Приведите заново фрагмент текста о моделях русской литературы ХХ века начиная со слов «Попытаемся описать модели» вплоть до слов «черт научной рефлексии.» включительно. В этом фрагменте замените «научной рефлексии» на «исследовательской рефлексии».

__Извлечённый текст__
--------------------

Выход из сложившейся ситуации видится исследовательнице в возвращении литературы к ориентирам, зафиксированным в первых частях
оппозиций, то есть к реальности, реалистическим установкам, духовной
вертикали, нравственным основам, а также в отказе от релятивизма и
«нелинейных» представлений. Все это могло бы исправить наметившийся непродуктивный перекос. Заметим, что «нелинейная» модель — «картинка» современной литературы создана ученым, доказывающим последовательность развития художественного слова.
Таким образом, подчеркнем еще раз, структурирующими ориентирами при создании моделей русской литературы ХХ века могут быть
следующие: 1) акцентирование уникальности литературы этого периода либо, напротив, его
2) «вписанности» в общий механизм смены художественных систем, или же констатация
3) синтеза традиционности, типологической схожести с иными
периодами и «новизны»;
37
4) акцентирование поступательности развития либо «нелинейности», разрывов;
5) обозначение векторности;
6) вычленение оппозиций, противоположностей, доминирование
одной из которых или же противостояние контрастных черт обеспечивает либо «перекос» системы, либо же ее равновесие и обновление.
Попытаемся описать модели по данным критериям, претендуя не
столько на полноту охвата, сколько на выявление логики моделирования,
типичных черт научной рефлексии.
1. Наиболее репрезентативную группу представляют модели, в которых ХХ век «вписывается» в типологический ряд других периодов
развития литературы. Критерии определения такого ряда могут быть
разными, но все новые модели опираются на классические теории динамики литературы.
Наиболее высокий план обобщения — это ряд риторических и антириторических эпох. В соответствии с теорией А. В. Михайлова, риторическая эпоха простирается от конца «века Аристотеля» до рубежа
XVIII — XIX веков и сменяется антириторической (периоды романтизма
и реализма). В новейших моделях начало ХХ века вновь возвращается к
риторической эпохе, и, по словам А. В. Михайлова, нет «никакого модернизма и гипермодернизма, а просто культура возвращается к некоторым своим традиционным основаниям» [31, с. 133 — 134]. Таким образом, указана и вектроность движения — по спирали с широким кругом, к модификации достаточно давнего опыта. К риторическим эпохам склонен относить литературу ХХ века и украинский ученый Е. Черноиваненко, но при этом ученый обращает внимание на специфику
именно русской литературы, несовпадение фаз ее развития с западноевропейскими [32]. По отношению ко всей русской литературе такая квалификация еще нуждается в уточнении (заметим, А. В. Михайлов строит
свою концепцию преимущественно на материале западноевропейских
литератур, а Е. М. Черноиваненко подробно литературу ХХ века не анализирует). Собственно это и происходит в ряде работ, посвященных доказательству существования типологического сходства между литературами риторических эпох и русским художественным словом ХХ века.

--------------------

__Исходные строки__
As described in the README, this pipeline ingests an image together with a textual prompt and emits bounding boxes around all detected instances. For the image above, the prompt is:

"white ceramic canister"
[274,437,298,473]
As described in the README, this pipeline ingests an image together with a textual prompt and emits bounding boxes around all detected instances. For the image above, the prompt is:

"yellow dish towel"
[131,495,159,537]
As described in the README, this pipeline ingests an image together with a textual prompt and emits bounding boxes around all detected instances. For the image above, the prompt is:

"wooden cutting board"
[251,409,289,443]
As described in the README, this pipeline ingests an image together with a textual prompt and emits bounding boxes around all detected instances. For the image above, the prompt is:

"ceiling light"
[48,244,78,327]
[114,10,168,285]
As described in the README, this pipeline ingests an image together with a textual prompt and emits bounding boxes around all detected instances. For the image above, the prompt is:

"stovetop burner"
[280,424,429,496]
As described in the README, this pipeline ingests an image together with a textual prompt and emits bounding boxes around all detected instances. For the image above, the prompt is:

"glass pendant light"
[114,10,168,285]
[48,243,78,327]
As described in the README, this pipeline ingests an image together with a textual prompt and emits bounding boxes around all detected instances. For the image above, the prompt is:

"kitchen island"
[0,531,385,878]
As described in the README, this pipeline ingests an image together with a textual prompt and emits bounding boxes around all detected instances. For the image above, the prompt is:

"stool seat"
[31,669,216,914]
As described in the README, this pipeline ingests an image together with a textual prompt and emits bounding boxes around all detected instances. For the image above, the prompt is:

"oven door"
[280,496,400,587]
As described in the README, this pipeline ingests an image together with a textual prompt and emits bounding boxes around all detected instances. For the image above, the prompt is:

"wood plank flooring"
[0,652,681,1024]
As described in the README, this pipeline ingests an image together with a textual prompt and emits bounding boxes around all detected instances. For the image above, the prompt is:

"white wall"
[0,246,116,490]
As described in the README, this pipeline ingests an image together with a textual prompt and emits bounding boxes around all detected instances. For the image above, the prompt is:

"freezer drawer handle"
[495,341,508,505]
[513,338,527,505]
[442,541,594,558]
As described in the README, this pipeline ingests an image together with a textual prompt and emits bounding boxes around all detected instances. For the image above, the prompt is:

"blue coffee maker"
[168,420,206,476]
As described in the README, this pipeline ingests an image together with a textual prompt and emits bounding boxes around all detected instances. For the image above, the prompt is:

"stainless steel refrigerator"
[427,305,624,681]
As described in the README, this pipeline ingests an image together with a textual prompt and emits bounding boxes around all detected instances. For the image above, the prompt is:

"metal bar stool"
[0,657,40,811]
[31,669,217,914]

--------------------

__Ответ на задание__
Попытаемся описать модели по данным критериям, претендуя не
столько на полноту охвата, сколько на выявление логики моделирования,
типичных черт исследовательской рефлексии.